SET EXERCISE 1:
List every file name with an extension that appears in the text about Main.vi and its controls, each one once.
SET EXERCISE 2:
Go on with the text about Main.vi and its controls, starting after its final sentence.

*** ARTICLE

The above control does not appear on the front panel of Main.vi. I take it the control has been deliberately hidden (unattractive as it is)?

Main.vi has its own set of controls with the same names that I presume were placed separately. Let’s call these the interactive controls to (hopefully) make things clear.

frontpanel.png

 

The Initialize case in the message handler then connects references to the interactive controls with the refnums in UI Data.ctl using a Bundle by Name function. Does this just initialise the values in the refnums once, or does it make a permanent connection between the interactive controls and refnums that have come from UI Data.ctl?

blockdiagram.png

 

Last, but not least, when I go to edit the events handled by a case in the event handler, none of the controls from the typedef appear to be selectable events. Why is this?

******
*** DATA ROWS

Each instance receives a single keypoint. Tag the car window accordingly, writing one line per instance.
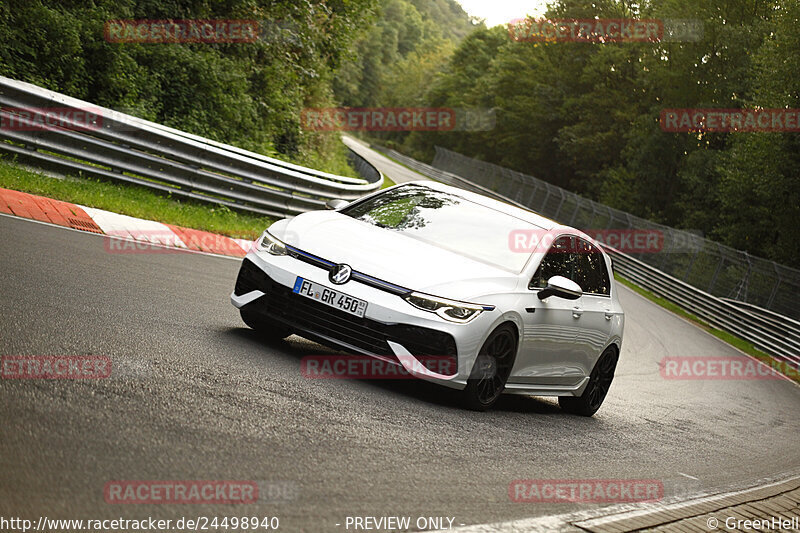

******
*** DATA ROWS

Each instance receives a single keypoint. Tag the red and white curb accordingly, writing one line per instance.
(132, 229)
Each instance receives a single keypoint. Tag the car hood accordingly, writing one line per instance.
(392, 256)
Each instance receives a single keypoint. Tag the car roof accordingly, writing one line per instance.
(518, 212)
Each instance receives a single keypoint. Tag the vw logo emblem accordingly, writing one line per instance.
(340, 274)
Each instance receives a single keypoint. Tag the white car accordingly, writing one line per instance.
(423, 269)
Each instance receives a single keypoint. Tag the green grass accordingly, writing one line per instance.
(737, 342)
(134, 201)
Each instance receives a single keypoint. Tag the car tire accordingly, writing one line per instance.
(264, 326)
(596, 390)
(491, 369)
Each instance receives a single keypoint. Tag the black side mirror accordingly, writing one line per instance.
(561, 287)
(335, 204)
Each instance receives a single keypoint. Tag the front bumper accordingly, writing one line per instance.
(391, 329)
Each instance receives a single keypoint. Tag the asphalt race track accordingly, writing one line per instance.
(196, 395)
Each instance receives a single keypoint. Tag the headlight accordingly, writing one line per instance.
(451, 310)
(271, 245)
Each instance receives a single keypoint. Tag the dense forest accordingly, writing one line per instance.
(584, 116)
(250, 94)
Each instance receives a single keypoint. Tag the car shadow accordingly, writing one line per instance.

******

TASK RESPONSE 1:
Main.vi, UI Data.ctl, frontpanel.png, blockdiagram.png

TASK RESPONSE 2:
events1.png

 

For reference, when I create a typedef from scratch (UI_buttons.ctl in this case) and pull it into Main.vi, all of the controls in the typedef appear as selectable event sources.

 

events2.png

 

This seems like a hell of a confusing approach to adopt in a QMH tutorial template. I have a feeling I’m missing something obvious but would appreciate any light anyone can shed on this. I’m sure I can find workarounds to get my own project off the ground and be able to pass data from the relevant controls to sub-Vis (why not use standard controls only in the typedef, then add references in Main.vi for instance?), but I assume it has been done the QMH template way for a reason and would like to understand it.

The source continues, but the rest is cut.